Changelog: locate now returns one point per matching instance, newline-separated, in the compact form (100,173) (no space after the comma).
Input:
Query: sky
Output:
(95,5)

────────────────────

Format the data above as a JSON list of strings, one string per line, skipping any blank lines.

[
  "Changelog: locate now returns one point per matching instance, newline-separated, in the compact form (100,173) (no space after the comma).",
  "Input:",
  "Query: sky",
  "Output:",
  "(95,5)"
]